### Texto para leitura
----
Do que eles precisavam era de risos, de flores, de carícias e de beijos.

Precisavam de quem os arrancasse à contemplação do seu deslumbramento ideal e lhes dissesse ao ouvido ternamente, melodiosamente:

— Olha! Eu sou a graça, sou a poesia, sou o esquecimento, sou a embriaguez. Tenho só um nome, que vale por todos e a todos sobrepuja: eu sou o amor!

E não são mais nada as mulheres criadas pelo gênio portentoso de Hugo!

O amor, sempre o amor.

O amor egoísta, o amor cego, o amor absorvente, exclusivo, com os seus pudores instintivos, as suas ignorâncias virginais e as suas aspirações insaciadas a fatalidade irresistível da sua força!

No seu primeiro drama, Hugo todo imbuído das ideias cavaleirescas do Romanceiro, criou um tipo de mulher que é talvez um dos mais belos da sua formosa e radiante galeria.

Dona Sol sabe amar impetuosamente, ardentemente, e nesse amor que é a nota predominante do seu caráter, encontra força para todas as resistências viris.

Como ela é doce e humilde enlaçada pelos braços valentes do seu senhor, do seu leão das montanhas, do seu príncipe bandido, do seu rebelde e indomável cavaleiro!

Sorrisos, olhares, vozes, carícias, tudo é de veludo!

Um desejo dele, tem-na escrava! No entanto sabe por instinto, que ele, o herói, o forte não pode lhe pedir coisa alguma que a filha de um paladino das Espanhas deva recusar envergonhada.

Quem dirá que aquela graça pode fazer-se indignada, que aquela flexibilidade ondeante pode transformar-se em revolta implacável?

É que nela há de tudo! Porém esse tudo é simplesmente amor.
----
### Material fornecido
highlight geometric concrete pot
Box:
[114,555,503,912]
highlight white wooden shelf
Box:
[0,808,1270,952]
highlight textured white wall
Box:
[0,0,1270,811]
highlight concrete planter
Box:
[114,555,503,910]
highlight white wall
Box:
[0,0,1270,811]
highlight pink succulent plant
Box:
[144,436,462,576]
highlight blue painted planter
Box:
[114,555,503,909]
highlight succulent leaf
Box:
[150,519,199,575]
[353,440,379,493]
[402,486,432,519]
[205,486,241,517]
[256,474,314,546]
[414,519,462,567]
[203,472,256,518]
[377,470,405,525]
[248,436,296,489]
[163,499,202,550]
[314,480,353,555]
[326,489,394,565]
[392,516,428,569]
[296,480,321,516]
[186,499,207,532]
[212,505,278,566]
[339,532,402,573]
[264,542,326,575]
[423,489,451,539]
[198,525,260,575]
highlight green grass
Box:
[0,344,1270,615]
----
### Problema curto
Troque "Dona Sol" por "Doña Sol" no trecho do texto sobre as mulheres de Hugo que vai de "Precisavam de quem" até "as resistências viris." e transcreva esse trecho com a troca feita.

### Resposta do exercício
Precisavam de quem os arrancasse à contemplação do seu deslumbramento ideal e lhes dissesse ao ouvido ternamente, melodiosamente:

— Olha! Eu sou a graça, sou a poesia, sou o esquecimento, sou a embriaguez. Tenho só um nome, que vale por todos e a todos sobrepuja: eu sou o amor!

E não são mais nada as mulheres criadas pelo gênio portentoso de Hugo!

O amor, sempre o amor.

O amor egoísta, o amor cego, o amor absorvente, exclusivo, com os seus pudores instintivos, as suas ignorâncias virginais e as suas aspirações insaciadas a fatalidade irresistível da sua força!

No seu primeiro drama, Hugo todo imbuído das ideias cavaleirescas do Romanceiro, criou um tipo de mulher que é talvez um dos mais belos da sua formosa e radiante galeria.

Doña Sol sabe amar impetuosamente, ardentemente, e nesse amor que é a nota predominante do seu caráter, encontra força para todas as resistências viris.